-- Start Source passage --

But what happens if we run out of disc space? Well, the sed command will get as far as reading in data, but when it tries to write it out it will get a write error. If it got as far as opening the output file, then the result will be that input.tmp will now be an empty file - and so when we invoke mv, we'll replace the input file with a completely empty file.

sfere$ cat input
wibble foo spong
sfere$ ./t input
sed: Couldn't close {standard output}: No space left on device
sfere$ cat input
sfere$

We know something's gone wrong, because sed produced an error message, but our script has destroyed our input file! Hopefully we have a backup, but it would be better not to have lost it in the first place.

(The error message appears to refer to closing the file rather than writing to it - this is because the I/O library used by sed buffers output internally before actually writing it to disc, so the last few bytes of the output only get written out when the output file is closed at the end of the program.)

What can we do about this? Ideally we'd like sed to tell us when it fails to write some or all of its output and prevent the mv command from occurring. And sed does tell us when it fails: conventionally when a program succeeds, it exits with status zero; if any error occurs it exits with some nonzero status.

After executing a command, the shell puts the exit status into the built-in variable $?. We can check that this is zero after each command. For example:

sfere$ cat t
#! /bin/sh
for file; do
  sed < "$file" > "$file.tmp" 's/foo/bar/g'
  if [ $? = 0 ]; then
    mv "$file.tmp" "$file"
  fi
done
sfere$ ./t input
sed: Couldn't close {standard output}: No space left on device
sfere$ echo $?

-- End Source passage --
-- Start Material for this task --

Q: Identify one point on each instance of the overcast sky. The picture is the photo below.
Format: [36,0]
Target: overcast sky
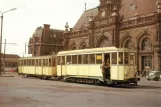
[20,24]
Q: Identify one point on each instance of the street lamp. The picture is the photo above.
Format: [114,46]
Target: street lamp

-- End Material for this task --

## Task A
In the passage on shell scripts, where does the shell put a command's exit status after running it?
## Task B
Reproduce every one of the records from the data file verbatim, omitting the pictures.

## Written answer A
It goes into the built-in variable $?.

## Written answer B
Q: Identify one point on each instance of the overcast sky. The picture is the photo below.
Format: [36,0]
Target: overcast sky
[20,24]
Q: Identify one point on each instance of the street lamp. The picture is the photo above.
Format: [114,46]
Target: street lamp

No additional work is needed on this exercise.